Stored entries
__________

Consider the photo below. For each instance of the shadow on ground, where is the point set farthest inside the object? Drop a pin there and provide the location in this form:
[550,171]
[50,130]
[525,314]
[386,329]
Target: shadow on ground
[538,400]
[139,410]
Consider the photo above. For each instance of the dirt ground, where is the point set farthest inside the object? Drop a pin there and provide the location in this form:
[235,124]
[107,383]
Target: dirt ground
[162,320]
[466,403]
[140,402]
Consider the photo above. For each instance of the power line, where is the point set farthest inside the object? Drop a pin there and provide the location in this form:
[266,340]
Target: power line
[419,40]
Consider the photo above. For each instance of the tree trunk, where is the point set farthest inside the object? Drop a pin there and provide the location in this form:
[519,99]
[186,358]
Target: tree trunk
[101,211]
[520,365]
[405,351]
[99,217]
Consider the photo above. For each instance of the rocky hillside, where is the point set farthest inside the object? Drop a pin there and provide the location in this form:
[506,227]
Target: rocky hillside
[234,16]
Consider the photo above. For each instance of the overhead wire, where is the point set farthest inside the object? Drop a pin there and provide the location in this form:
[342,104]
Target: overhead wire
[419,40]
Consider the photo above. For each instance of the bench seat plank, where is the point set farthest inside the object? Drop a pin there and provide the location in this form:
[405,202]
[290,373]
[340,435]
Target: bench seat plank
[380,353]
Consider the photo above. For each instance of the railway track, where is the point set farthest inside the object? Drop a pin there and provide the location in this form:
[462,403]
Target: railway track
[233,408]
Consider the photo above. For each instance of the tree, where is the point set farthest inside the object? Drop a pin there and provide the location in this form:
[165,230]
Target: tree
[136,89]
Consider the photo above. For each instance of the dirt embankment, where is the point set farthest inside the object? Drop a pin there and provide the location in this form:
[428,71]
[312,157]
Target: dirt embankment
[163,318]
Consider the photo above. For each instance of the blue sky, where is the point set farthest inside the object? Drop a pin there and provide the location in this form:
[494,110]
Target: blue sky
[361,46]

__________

▶ _GOAL OF THE EXERCISE_: Work out the number of lines in the records that contain the string "where". Nothing but that number should be sent back.

▶ _RESPONSE TO THE EXERCISE_: 11